» TASKS TO PERFORM:
1 > List every Excel worksheet function named in the forum thread on extracting digits.
2 > Return lines from the listing verbatim, starting at the line of the listing that contains "204L369 210L376 209L381" and stopping after the final line of the listing.

» SELECTED PASSAGE:
--*--

Hope you were able to apply the solutions mentioned above. My initial formula works if you have any numbers after decimals, else the find() function did not get any "." position and resulted in #value.


I am not so good at CSE Formulaes, so i continued to work with basic formulaes, here is updated one. Assuming A2 has value, Place this in

Col B =(MID(A2,IF(ISERROR(FIND(".",A2,1)),LEN(A2)-0,FIND(".",A2,1)-1),1))

Col C =(MID(A2,IF(ISERROR(FIND(".",A2,1)),LEN(A2)-1,FIND(".",A2,1)-2),1))

Col D =(MID(A2,IF(ISERROR(FIND(".",A2,1)),LEN(A2)-2,FIND(".",A2,1)-3),1))


This works when there is whole number or/and neg numbers as well.

Note: how the number is decremented and incremented to find unit, tens and hundreds.


Finally, I was wonder if you try using pivot table, you might find easier methods of group by submitter, date or vendor. Just a thought.


Regards,

Prasad
 
I think, that text formulas can be useful in this case, for instance:

Code:
=TEXT(A3,"000000000.00;000000000.00-;000000000.00")
will turn numbers into text of constant lenght with leading zeros, the only exception will be negative numbers with "-" added at the end.
 
Thanks Fred for spotting that error (I keep forgetting that INT goes toward smaller number), and thanks to asa for pointing out a solution.
 
Folks, I have to thank you all very much, I am not just saying it lightly, my heartfelt thank you to all of your suggested solutions and the effort invested, thank you indeed. All for the various suggestions I received made me think hard (loved it) and noted that . I used some suggestions for other purposes, yeah!!! Gave other potential uses.


Prasaddn, hit it closer to what I was looking for. The 3 formulas do give me the expected digits; however, when the amounts are negative (-$1.50) and am looking for the 2nd or 3rd digits I either get a "_" or "#value!". I can easily ignore them and filter all my zeros by bucket and be done with my tables and prepare my charts. However, I was wondering if there is a way to get an empty or blank space instead of either the "-" or the #value! results. I tried inserting the "" to push a blank but it did not work.

--*--

» RECORDS FOR THE EXERCISE:
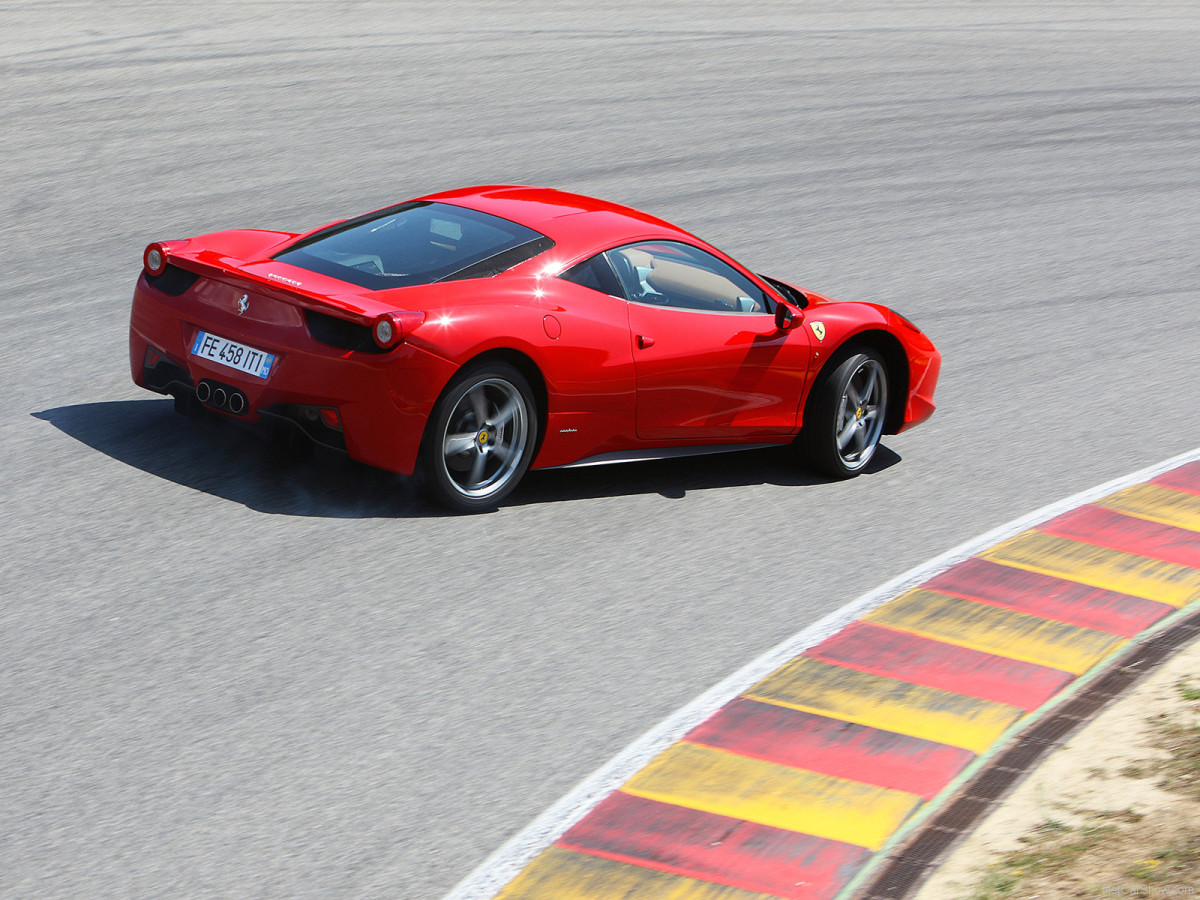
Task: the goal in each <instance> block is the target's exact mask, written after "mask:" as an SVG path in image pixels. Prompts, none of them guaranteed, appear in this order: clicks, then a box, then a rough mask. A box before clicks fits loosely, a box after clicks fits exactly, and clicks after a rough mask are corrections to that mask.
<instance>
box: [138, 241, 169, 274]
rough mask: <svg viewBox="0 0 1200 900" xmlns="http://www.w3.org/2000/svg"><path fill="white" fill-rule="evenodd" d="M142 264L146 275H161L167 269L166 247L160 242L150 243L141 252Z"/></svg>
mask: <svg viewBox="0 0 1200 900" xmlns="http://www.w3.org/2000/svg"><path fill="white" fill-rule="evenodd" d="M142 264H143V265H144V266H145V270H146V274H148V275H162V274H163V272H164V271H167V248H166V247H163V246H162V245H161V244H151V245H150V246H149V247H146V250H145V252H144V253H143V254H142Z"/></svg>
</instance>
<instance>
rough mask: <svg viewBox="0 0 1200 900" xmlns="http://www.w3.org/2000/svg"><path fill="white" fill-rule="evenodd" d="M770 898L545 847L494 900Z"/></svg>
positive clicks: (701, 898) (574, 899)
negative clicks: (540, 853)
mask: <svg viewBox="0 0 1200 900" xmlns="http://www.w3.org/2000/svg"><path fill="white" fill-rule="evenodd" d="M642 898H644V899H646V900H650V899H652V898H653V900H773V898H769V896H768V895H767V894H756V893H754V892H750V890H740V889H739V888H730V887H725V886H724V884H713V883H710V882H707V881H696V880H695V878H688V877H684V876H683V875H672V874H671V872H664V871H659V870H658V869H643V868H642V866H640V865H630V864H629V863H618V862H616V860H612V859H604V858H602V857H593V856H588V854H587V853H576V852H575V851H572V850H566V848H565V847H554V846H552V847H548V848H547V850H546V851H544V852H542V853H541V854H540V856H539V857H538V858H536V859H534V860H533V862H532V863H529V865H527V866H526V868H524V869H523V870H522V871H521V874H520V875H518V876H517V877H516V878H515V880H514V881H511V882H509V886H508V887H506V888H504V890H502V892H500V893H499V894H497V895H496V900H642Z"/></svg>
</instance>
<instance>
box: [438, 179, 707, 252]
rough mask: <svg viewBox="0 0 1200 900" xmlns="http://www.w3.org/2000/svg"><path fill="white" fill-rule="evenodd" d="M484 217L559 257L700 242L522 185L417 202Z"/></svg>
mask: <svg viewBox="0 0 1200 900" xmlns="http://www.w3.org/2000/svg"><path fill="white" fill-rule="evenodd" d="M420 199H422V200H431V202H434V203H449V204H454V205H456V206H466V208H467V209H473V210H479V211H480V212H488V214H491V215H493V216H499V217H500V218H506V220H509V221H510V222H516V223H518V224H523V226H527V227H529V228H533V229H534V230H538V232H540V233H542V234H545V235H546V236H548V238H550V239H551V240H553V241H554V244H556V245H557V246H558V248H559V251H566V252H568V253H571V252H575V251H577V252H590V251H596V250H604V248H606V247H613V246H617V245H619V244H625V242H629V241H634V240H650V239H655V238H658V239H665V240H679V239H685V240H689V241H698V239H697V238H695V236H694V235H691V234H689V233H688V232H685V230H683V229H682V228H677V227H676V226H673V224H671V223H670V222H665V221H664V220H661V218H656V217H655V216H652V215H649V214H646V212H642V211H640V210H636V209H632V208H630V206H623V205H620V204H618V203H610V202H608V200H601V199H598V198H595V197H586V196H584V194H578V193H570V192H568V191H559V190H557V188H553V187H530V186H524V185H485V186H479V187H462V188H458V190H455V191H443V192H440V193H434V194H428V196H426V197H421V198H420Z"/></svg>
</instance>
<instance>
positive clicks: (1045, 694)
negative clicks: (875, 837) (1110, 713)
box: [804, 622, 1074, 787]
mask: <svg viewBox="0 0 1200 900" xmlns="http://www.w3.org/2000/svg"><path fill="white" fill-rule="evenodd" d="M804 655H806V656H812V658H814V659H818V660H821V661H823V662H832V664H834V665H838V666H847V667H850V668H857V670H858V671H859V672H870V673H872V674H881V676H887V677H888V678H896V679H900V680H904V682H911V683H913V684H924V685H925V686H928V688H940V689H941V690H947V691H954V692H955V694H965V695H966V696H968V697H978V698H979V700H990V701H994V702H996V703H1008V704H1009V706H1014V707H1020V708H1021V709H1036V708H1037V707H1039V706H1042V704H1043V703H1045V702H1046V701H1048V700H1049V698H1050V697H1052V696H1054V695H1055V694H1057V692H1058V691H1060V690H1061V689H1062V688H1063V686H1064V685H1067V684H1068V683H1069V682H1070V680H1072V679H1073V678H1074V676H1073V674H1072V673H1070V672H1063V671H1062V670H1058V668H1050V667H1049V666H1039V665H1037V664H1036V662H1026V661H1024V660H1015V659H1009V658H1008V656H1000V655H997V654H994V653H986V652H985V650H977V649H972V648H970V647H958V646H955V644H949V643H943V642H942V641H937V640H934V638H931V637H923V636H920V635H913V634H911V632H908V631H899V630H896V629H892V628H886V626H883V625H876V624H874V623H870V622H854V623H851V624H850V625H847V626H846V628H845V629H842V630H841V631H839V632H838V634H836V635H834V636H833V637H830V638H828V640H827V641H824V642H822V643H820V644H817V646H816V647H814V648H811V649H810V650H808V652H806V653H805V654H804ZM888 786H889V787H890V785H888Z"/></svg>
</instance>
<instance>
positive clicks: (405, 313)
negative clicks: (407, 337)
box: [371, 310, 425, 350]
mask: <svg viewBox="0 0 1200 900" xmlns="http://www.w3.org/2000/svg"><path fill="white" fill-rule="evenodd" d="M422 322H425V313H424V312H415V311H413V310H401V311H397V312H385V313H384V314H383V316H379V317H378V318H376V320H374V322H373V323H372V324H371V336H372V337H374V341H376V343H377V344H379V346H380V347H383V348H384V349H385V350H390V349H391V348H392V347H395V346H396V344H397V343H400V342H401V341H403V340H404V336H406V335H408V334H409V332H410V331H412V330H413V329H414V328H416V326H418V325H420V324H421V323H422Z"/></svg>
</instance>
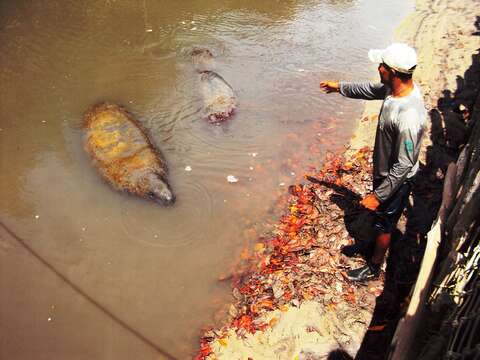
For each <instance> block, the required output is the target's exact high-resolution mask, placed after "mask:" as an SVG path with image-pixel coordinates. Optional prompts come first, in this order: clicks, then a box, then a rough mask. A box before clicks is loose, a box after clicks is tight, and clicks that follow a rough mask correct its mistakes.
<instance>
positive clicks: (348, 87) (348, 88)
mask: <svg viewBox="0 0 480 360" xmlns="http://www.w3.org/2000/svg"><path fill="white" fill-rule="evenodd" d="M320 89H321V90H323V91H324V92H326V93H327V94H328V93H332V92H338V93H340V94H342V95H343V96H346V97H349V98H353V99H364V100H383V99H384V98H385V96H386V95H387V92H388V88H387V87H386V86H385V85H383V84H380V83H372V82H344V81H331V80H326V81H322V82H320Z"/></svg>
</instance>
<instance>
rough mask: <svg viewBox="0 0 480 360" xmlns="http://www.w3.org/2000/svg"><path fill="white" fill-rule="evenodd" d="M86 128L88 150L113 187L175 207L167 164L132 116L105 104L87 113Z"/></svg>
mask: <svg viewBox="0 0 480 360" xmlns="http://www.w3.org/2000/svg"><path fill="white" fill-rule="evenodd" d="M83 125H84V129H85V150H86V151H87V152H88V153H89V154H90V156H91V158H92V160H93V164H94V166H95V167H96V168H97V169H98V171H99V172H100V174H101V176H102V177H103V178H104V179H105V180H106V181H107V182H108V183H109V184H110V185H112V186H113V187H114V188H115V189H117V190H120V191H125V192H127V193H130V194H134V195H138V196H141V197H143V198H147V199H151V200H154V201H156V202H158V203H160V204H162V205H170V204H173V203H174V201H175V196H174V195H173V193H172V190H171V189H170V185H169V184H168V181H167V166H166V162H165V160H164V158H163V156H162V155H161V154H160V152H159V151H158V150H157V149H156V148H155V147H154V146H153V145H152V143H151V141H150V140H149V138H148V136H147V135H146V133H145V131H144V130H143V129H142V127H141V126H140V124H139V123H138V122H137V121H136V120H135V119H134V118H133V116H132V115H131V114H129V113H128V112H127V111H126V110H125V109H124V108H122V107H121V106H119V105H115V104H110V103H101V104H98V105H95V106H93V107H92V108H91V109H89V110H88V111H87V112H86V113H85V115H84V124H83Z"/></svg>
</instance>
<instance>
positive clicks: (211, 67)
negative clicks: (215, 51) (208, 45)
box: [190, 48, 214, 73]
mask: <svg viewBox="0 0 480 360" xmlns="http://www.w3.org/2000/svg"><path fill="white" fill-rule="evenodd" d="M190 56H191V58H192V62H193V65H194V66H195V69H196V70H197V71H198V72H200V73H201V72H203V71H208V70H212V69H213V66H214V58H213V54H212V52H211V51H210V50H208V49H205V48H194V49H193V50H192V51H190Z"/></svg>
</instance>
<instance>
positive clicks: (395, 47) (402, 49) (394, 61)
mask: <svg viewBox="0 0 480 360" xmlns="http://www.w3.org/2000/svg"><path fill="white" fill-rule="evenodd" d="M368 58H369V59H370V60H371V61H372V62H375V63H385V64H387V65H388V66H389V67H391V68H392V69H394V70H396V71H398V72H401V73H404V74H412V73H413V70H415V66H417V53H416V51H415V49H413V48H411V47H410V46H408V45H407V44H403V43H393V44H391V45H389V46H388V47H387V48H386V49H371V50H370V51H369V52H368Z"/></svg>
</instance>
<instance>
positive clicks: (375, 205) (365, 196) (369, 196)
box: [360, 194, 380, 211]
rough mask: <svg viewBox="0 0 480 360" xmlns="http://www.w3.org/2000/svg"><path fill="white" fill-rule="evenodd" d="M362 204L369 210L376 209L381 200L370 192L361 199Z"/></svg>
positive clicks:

--*--

» ANSWERS TO THE PROBLEMS:
1 > MID, IF, ISERROR, FIND, LEN, TEXT, INT

2 >
rough mask: <svg viewBox="0 0 480 360" xmlns="http://www.w3.org/2000/svg"><path fill="white" fill-rule="evenodd" d="M362 204L369 210L376 209L381 200L370 192L361 199Z"/></svg>
positive clicks:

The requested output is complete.